■ Exercise prompt: Only the lines that contain the string "instance" belong in the answer; pull them from the records.

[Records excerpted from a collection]
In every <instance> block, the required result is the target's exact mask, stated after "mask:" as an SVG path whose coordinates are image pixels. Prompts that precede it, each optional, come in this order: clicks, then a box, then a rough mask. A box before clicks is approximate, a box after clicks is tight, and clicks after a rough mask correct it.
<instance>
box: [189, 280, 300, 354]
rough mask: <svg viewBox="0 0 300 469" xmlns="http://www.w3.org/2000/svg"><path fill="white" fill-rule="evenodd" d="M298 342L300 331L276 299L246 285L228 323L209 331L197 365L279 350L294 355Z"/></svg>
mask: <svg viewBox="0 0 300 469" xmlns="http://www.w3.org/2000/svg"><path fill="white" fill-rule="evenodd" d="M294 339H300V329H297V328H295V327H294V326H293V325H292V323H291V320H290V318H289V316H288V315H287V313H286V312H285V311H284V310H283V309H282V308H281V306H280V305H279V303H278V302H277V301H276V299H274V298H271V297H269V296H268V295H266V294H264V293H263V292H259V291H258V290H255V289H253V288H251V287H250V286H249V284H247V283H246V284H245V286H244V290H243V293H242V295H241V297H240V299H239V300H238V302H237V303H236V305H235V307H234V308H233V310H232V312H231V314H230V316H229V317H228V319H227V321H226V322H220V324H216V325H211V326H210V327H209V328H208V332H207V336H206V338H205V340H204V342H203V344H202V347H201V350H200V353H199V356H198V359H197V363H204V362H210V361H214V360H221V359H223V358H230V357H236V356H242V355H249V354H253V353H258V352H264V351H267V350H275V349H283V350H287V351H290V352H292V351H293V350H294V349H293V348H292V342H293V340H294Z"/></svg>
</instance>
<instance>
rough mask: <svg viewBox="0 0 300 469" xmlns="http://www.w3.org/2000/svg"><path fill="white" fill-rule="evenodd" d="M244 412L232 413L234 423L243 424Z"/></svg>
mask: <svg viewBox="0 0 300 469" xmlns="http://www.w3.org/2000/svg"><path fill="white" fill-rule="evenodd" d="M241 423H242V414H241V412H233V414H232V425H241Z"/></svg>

■ Solution to the problem:
In every <instance> block, the required result is the target's exact mask, stated after "mask:" as an SVG path whose coordinates are image pixels. Prompts that precede it, each optional, come in this order: clicks, then a box, then a rough mask. A box before clicks is approximate, a box after clicks is tight, and clicks after a rough mask correct it.
<instance>
</instance>
<instance>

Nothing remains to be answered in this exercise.